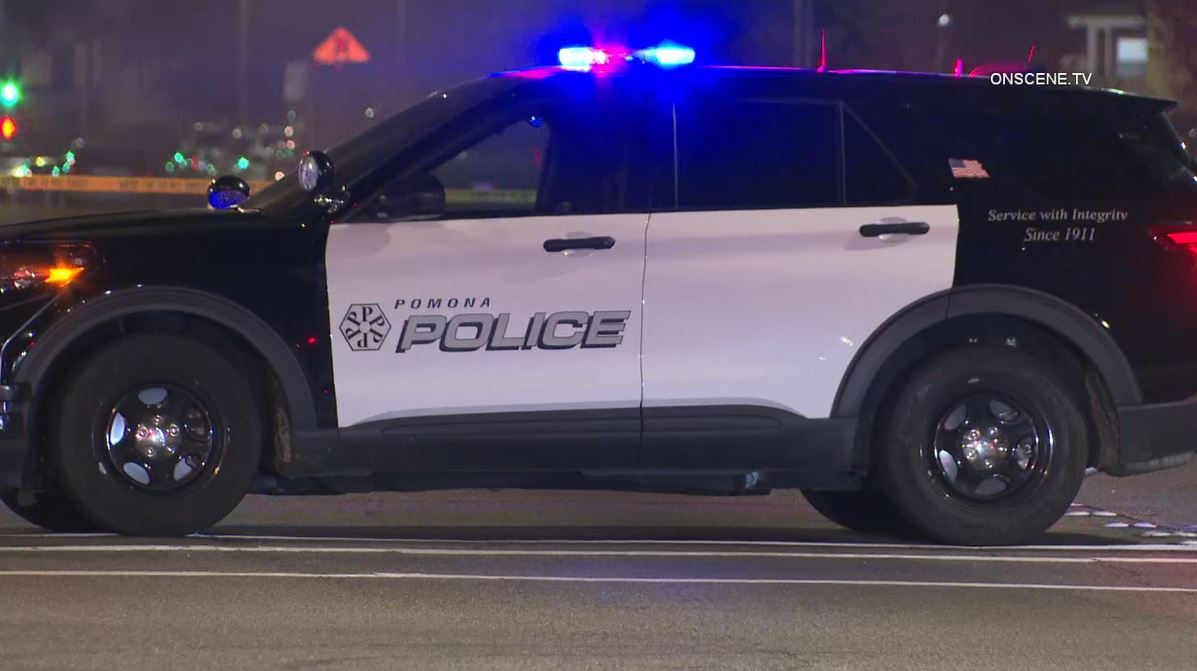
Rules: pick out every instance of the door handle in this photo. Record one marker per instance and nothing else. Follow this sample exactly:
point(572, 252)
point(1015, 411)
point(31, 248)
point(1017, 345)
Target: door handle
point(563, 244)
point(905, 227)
++++
Drop the pictures and reproduce the rest of the entries above exactly.

**Solved problem**.
Rules: pick out every instance of the door handle in this photo. Record one marker per instance and nothing else. Follow this sample exactly:
point(572, 252)
point(1015, 411)
point(31, 248)
point(1017, 345)
Target: door handle
point(563, 244)
point(905, 227)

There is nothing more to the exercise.